• Excerpted text:
However, despite Lockheed’s clear low-observable chops, the incredible cost overruns associated with both the F-22 and F-35 may ultimately hurt the firm’s chances at securing yet another advanced fighter contract. And the Air Force’s concerns about ensuring the nation’s prime contractors remain funded to continue competition may also encourage Air Force officials and lawmakers to look elsewhere for America’s next stealth fighter.
While Lockheed Martin may be the global leader in fielding stealth fighters, it’s not the only company with extensive experience in the realm of low-observable aviation. Northrop Grumman, the firm responsible for the world’s first heavy payload stealth bomber, the B-2 Spirit, as well as its forthcoming replacement, the B-21 Raider, also has its hand in the NGAD ring.
Despite Northrop Grumman’s stealth bomber successes, the company also has an impressive stealth fighter pedigree. Their entree into the Advanced Tactical Fighter competition back in 1991 — the YF-23 — has achieved near-mythical status in the aviation community in the years since the competition. According to many accounts, the YF-23 was able to match or even surpass the YF-22’s capabilities during the fly-off, but confidence in Northrop’s ability to deliver on time and on budget was extremely low at the time, due to a slew of high-profile controversies in the years prior.
As a result of the YF-23’s solid performance during the competition, the aircraft is often seen as one of aviation’s greatest what-ifs, despite the incredible performance ultimately provided by the Raptor.

• Dataset:
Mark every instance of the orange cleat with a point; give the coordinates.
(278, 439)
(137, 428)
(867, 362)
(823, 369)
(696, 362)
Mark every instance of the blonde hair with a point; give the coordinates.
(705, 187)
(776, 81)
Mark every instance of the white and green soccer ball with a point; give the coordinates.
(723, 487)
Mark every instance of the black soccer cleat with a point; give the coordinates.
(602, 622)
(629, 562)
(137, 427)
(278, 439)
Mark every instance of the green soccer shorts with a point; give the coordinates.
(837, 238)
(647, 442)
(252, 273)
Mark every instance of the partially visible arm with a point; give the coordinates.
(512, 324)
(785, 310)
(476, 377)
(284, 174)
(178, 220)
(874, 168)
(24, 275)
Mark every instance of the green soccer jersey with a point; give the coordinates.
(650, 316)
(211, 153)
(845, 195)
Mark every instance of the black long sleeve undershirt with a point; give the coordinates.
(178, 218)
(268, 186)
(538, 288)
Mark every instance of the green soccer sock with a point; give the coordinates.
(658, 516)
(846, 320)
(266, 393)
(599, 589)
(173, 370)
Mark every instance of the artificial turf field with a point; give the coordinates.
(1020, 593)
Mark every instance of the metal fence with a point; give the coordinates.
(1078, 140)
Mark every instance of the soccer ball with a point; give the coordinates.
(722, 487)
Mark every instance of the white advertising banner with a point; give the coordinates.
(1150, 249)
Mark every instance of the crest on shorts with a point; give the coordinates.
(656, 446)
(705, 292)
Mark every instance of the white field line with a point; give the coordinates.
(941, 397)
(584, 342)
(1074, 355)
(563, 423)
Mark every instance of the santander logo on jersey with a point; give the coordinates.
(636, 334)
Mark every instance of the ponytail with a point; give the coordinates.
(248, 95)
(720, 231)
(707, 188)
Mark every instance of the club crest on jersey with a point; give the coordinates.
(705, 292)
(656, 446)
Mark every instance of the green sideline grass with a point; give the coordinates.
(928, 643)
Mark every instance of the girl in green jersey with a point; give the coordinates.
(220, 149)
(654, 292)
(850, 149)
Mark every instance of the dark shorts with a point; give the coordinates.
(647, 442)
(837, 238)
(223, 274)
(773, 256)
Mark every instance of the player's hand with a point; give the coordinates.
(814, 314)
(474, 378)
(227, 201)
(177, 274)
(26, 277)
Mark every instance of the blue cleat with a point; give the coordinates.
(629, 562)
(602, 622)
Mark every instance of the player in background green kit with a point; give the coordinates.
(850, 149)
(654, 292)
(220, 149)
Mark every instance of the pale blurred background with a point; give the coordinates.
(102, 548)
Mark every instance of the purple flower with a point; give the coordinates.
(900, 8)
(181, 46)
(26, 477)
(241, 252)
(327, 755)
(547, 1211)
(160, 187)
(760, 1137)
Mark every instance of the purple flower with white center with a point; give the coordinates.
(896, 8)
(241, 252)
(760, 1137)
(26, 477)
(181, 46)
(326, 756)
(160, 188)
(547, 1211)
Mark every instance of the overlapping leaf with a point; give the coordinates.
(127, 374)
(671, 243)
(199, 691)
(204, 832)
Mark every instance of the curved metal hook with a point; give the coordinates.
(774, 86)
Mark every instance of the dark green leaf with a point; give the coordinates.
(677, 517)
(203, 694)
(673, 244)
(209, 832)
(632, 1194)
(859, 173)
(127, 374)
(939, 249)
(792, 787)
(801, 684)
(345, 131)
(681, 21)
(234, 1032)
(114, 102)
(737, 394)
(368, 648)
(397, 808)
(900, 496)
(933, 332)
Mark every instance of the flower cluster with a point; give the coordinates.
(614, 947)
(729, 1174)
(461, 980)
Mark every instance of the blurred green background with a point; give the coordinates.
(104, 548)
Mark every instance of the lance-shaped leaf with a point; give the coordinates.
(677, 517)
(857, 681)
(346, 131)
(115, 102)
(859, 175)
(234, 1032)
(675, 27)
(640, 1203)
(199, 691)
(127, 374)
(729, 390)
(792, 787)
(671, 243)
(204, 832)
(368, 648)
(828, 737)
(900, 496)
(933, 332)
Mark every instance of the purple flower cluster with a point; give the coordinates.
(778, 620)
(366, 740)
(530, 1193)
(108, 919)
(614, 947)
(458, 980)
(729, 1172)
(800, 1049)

• Exercises:
a) Name every aircraft designation made of letters and numbers that appears in the passage on stealth fighter makers above.
b) Answer these questions using the passage on stealth fighter makers above.
(i) Which company is responsible for the B-2 Spirit?
(ii) In what year was the Advanced Tactical Fighter competition?
(iii) What caused confidence in Northrop's ability to deliver on time and on budget to be low?
c) Write the next part of the passage on stealth fighter makers, starting after its final sentence.

• The replies:
a) F-22, F-35, B-2, B-21, YF-23, YF-22

b)
(i) Northrop Grumman
(ii) 1991
(iii) A slew of high-profile controversies in the years before the competition

c)
Northrop Grumman has also been hinting at its interest in fielding a new stealth fighter over the years as well. In 2016, The company released an ad during the Super Bowl that showed new renders of a tailless stealth fighter design, alongside a bevy of other advanced aircraft concepts.
In 2021, Northrop Grumman released another advertisement showing renders of new aircraft concepts, this time including a different and very unusual aircraft design shown sitting in a hangar. This render also led many to speculate that Northrop wasn’t just making art for art’s sake but may have actually been showing us a glimpse of their own 6th generation fighter concept. In a new slew of ads released just this year, Northrop has shown this same aircraft again with a few more angles.
Last year, Northrop Grumman CEO Kathy Warden went on record during a call with investment analysts to say that she felt the firm’s success with the B-21 may give them an edge in the hunt for the NGAD contract.
“As we think about sixth-generation aircraft, we are in the process of building the first of those, the B-21, and that’s given us some fantastic experience and lessons that we believe we can apply to other sixth-generation aircraft and so we’re positioned as a competitor,” Warden said.
And, to her point, a Congressional Research Service report published in 2022 also cites the B-21 Raider specifically when discussing how this new fighter may have more in common with stealth bombers than previous generations of aerobatically nimble fighters.
“A larger aircraft the size of a B-21 may not maneuver like a fighter. But that large an aircraft carrying a directed energy weapon, with multiple engines making substantial electrical power for that weapon, could ensure that no enemy flies in a large amount of airspace. That would achieve air dominance.”“Air Force Next-Generation Air Dominance Program,” Congressional Research Service, June 23, 2022
Of course, the fact that Northrop Grumman has already secured an extremely lucrative contract for the B-21 Raider may also hinder its chances at winning the NGAD contract. If Northrop Grumman were to win, it would mean one firm would be building all of America’s new fighters and bombers, at least until a contract is awarded for the Navy’s F/A-XX platform.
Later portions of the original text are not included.